Gather every line below that contains the string "outline", and copy each one out in full.

▸ **Dataset rows**
=-=-=

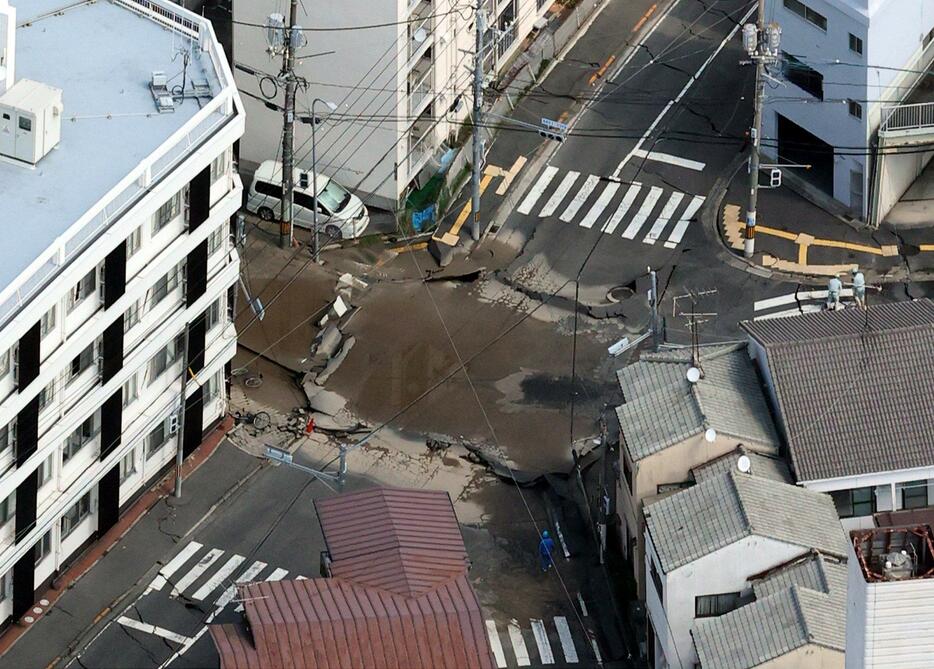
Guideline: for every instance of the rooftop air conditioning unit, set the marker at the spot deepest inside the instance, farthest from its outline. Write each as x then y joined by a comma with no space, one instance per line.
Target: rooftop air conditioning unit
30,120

=-=-=

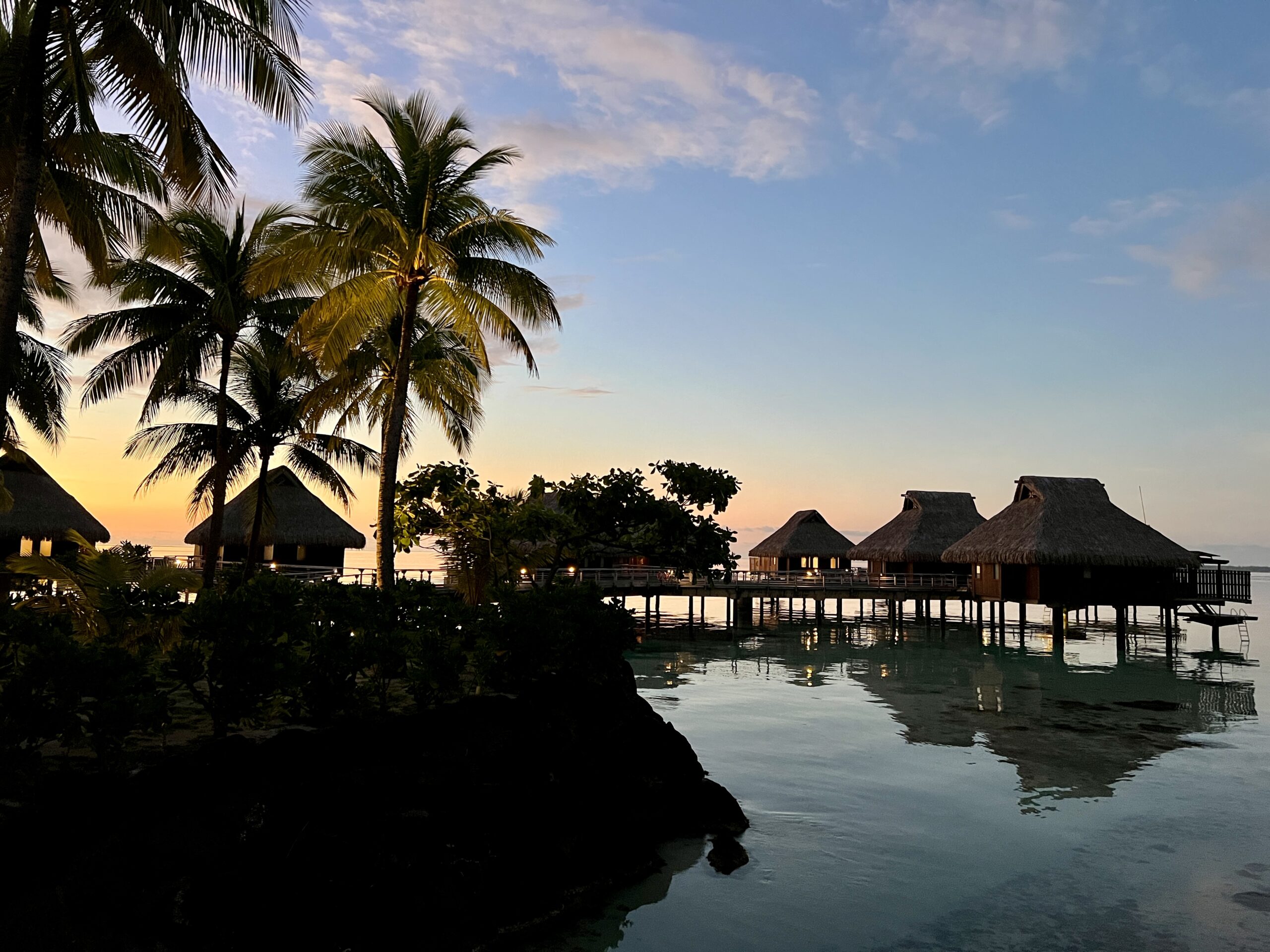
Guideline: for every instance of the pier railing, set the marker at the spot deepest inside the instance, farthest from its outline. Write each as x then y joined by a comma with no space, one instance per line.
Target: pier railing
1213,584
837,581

=-=-=

▸ **Expected answer**
Guideline: for every instance of the rooftop air conditioning unit, set the marker at the spot deepest inside the instance, farthest from its outline. Write each as x then y joined by a comma with no space, one instance per line.
Guideline: for every instance of the pier railing, set the marker at the spot deepest inside the instance, farthest from its outline. Write each as x then y joined by a comma with no space, one instance per line.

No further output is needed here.